Task input =>
--- --- ---

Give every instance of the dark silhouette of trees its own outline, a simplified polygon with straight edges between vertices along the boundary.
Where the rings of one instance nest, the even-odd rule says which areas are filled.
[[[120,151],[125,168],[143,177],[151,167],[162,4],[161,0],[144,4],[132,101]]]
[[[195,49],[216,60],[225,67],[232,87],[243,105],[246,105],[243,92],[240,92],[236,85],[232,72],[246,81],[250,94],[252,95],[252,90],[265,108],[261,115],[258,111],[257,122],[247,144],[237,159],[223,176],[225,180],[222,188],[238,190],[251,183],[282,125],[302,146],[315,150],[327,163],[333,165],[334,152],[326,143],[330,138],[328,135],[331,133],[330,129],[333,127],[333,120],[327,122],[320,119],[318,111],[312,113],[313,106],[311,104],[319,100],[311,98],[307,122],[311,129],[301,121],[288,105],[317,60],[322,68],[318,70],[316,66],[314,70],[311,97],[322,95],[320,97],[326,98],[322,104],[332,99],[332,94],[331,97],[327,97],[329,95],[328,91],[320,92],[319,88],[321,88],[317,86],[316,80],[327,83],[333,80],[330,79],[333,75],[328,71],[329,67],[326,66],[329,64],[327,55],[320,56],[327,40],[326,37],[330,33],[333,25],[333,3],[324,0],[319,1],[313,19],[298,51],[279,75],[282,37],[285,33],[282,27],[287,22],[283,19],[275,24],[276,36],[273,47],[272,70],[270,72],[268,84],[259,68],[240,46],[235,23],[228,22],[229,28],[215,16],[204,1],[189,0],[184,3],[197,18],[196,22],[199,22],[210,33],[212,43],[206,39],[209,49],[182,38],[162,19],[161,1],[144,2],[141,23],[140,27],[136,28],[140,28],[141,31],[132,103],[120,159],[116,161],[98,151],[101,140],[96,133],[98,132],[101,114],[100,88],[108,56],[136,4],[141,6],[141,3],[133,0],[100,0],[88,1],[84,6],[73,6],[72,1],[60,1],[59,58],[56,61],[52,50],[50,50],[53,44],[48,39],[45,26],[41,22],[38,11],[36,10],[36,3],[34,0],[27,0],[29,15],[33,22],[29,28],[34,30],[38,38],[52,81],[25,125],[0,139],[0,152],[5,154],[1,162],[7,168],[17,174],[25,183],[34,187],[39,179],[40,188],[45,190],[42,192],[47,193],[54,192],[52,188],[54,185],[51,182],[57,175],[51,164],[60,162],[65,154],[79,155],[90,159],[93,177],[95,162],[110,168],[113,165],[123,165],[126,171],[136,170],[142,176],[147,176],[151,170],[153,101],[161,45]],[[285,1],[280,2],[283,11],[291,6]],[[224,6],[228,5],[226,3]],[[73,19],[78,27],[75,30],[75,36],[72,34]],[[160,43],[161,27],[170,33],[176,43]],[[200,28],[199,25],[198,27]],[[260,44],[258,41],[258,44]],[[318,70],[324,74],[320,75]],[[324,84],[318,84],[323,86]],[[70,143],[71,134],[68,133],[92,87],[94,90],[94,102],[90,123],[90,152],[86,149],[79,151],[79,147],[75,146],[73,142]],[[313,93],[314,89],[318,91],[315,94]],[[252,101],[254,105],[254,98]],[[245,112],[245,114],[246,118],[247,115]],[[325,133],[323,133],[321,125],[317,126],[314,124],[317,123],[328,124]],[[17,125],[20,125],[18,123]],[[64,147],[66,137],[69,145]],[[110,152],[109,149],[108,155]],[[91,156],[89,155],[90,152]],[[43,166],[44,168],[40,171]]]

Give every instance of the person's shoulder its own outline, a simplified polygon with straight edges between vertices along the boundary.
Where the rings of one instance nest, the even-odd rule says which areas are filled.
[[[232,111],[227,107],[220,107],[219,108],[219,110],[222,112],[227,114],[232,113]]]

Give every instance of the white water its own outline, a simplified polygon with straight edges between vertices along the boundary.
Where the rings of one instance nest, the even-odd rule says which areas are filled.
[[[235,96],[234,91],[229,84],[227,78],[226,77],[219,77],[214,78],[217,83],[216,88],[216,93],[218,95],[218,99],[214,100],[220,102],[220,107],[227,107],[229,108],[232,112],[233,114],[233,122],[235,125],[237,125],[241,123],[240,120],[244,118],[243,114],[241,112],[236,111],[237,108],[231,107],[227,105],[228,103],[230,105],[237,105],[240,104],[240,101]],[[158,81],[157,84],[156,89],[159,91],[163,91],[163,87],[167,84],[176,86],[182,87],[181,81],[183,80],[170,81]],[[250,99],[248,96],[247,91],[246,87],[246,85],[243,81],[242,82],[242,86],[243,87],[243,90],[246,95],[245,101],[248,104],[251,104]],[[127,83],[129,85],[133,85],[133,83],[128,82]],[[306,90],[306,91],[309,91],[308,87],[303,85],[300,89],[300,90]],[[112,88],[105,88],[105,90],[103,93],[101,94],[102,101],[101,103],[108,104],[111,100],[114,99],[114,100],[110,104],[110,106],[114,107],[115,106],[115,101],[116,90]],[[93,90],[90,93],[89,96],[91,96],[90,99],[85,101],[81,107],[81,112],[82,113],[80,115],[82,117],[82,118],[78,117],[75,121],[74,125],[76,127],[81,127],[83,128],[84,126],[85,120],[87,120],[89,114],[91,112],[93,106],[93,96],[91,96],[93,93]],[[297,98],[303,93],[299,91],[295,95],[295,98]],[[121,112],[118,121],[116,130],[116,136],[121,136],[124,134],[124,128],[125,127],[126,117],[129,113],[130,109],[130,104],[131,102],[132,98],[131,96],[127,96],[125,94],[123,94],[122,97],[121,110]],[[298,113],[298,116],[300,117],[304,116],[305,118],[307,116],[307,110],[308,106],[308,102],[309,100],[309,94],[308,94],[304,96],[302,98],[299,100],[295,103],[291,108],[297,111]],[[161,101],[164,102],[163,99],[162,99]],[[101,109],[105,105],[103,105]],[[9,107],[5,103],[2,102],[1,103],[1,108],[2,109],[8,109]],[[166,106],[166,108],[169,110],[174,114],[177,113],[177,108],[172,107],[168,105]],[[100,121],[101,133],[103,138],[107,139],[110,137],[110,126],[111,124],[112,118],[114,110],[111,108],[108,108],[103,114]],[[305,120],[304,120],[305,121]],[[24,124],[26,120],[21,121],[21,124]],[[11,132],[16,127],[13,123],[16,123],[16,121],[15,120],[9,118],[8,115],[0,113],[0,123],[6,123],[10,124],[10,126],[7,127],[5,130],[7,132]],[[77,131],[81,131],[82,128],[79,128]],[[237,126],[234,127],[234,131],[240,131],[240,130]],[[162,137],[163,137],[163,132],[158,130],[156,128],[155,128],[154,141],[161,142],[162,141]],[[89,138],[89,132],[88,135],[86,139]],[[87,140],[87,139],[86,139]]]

--- --- ---

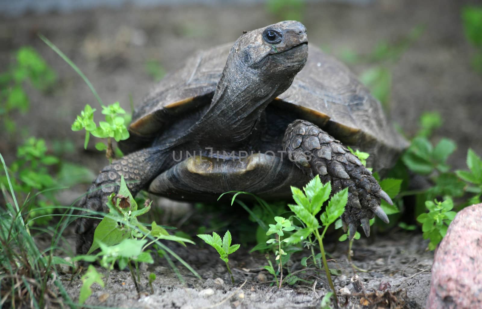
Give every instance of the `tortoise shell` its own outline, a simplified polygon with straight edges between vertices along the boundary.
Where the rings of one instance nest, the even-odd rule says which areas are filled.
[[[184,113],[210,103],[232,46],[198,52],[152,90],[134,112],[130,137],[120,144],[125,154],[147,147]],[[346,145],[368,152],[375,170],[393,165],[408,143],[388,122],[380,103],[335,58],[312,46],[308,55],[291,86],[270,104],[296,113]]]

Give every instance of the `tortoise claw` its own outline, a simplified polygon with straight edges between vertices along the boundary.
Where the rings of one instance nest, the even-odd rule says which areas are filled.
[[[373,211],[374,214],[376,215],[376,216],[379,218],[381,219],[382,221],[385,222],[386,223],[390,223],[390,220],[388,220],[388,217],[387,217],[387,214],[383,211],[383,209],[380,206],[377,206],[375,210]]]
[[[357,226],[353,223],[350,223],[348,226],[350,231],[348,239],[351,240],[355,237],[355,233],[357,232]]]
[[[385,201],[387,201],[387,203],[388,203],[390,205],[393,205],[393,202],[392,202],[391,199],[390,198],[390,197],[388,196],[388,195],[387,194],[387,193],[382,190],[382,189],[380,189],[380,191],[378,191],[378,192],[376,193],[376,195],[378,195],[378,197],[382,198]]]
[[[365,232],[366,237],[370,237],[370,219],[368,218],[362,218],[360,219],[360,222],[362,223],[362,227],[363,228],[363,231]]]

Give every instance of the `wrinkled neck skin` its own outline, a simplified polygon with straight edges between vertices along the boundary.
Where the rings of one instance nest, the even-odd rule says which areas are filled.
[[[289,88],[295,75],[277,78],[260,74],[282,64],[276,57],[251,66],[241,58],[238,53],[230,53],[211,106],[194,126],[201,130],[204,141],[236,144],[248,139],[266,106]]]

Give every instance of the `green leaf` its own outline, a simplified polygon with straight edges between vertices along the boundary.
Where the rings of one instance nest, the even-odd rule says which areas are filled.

--- --- ---

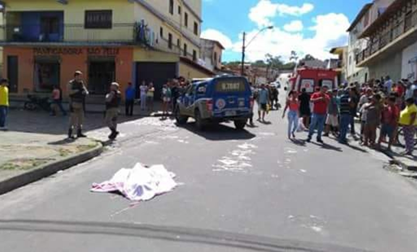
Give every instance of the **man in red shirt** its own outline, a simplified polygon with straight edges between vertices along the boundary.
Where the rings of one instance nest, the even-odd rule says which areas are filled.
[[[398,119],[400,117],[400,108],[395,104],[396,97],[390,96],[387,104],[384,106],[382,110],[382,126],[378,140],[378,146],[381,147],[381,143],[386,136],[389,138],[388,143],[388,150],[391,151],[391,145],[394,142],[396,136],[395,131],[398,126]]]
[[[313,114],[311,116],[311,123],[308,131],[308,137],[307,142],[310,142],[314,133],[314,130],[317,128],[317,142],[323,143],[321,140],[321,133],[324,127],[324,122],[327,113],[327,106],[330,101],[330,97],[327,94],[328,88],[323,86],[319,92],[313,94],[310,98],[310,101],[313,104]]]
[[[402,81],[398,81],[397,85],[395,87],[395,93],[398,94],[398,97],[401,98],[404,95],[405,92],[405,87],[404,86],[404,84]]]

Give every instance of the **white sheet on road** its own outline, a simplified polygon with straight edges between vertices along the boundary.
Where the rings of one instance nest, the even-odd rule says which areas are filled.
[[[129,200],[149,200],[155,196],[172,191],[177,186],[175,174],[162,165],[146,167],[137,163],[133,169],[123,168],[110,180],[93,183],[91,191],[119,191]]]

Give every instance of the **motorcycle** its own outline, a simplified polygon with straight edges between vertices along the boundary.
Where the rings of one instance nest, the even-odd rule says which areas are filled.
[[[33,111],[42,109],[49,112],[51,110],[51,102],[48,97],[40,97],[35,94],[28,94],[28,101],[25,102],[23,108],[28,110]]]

--- --- ---

Task instructions =>
Collect every line in the data above that contains the string "edges" and copy each one out. The match is case-sensitive.

Response to this task =>
Give every instance of the dark silhouette of trees its own outline, a simplified polygon with straight edges between vertices along the boundary.
Give every instance of the person's shoulder its own outline, a simplified polygon with straight edges between vertices along the boundary.
Give every instance of the white water its own outline, a simplified polygon with straight edges between vertices along the boundary.
Give every instance of the `tortoise shell` its own outline, a simplified polygon with straight edges between vertices along the boundary.
Give every instance of the `tortoise claw` its own outline, a simplified polygon with straight edges between vertices along the boundary.
Give every instance of the `wrinkled neck skin` its own outline, a simplified polygon with straight edges between vertices along the boundary.
Give every instance of the `green leaf` its own outline, a simplified polygon with straight edges between vertices along the boundary.
Give every instance of the **man in red shirt** its own outline, a simplified polygon with straight edges between vertices along the boundary.
Give every instance of the **white sheet on road** its own outline, a simplified polygon with straight edges between vertices along the boundary.
Give every instance of the **motorcycle** its own outline, a simplified polygon with straight edges between vertices along the boundary.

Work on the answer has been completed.